→ Materials provided
= Beginning of Section =
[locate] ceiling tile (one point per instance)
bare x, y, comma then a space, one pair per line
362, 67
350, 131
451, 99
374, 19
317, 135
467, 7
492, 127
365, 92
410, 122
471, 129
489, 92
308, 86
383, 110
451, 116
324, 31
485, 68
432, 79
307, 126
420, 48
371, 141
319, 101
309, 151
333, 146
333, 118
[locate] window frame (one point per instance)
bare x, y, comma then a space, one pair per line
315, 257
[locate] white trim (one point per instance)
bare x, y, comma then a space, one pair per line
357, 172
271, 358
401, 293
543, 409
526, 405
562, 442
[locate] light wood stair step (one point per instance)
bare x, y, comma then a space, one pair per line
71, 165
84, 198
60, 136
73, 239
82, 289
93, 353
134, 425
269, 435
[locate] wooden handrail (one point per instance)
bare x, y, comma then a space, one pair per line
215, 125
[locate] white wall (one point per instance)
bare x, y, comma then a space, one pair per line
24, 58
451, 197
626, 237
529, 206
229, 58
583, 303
= End of Section =
= Beginning of Section =
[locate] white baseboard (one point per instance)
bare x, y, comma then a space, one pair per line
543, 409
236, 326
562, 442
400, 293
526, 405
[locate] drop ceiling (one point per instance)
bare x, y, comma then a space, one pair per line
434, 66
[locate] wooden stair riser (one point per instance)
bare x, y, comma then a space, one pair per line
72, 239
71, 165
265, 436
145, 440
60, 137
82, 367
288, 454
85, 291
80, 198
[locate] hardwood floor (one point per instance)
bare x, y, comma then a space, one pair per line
= End of Section =
= Beginning of Section =
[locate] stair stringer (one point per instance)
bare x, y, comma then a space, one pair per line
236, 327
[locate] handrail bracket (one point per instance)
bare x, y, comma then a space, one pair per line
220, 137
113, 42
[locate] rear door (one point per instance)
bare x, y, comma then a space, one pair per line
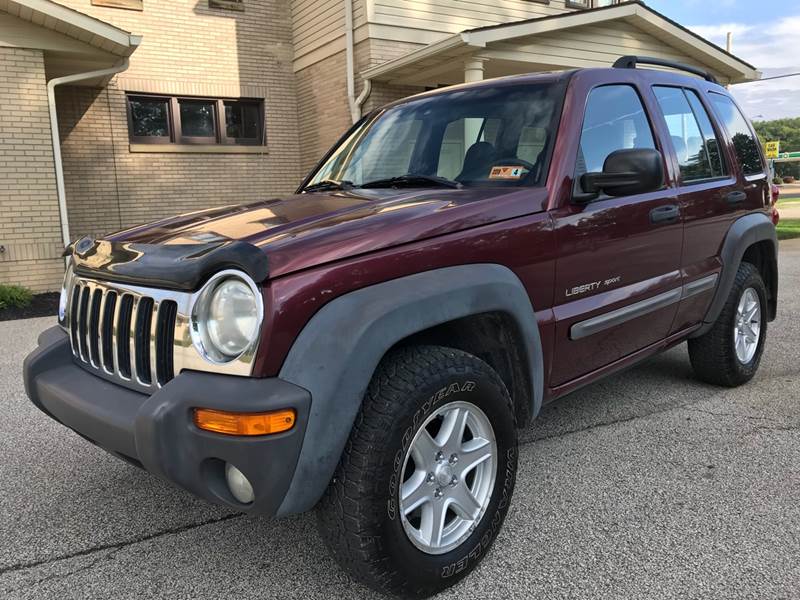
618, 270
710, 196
= End of Section =
→ Activity
Look through the records for the word "white". Every line that has it should be copied.

→ Output for this exercise
[locate] white trim (one point per instance)
[locate] white wall (one point per instance)
[locate] white baseboard (one point per instance)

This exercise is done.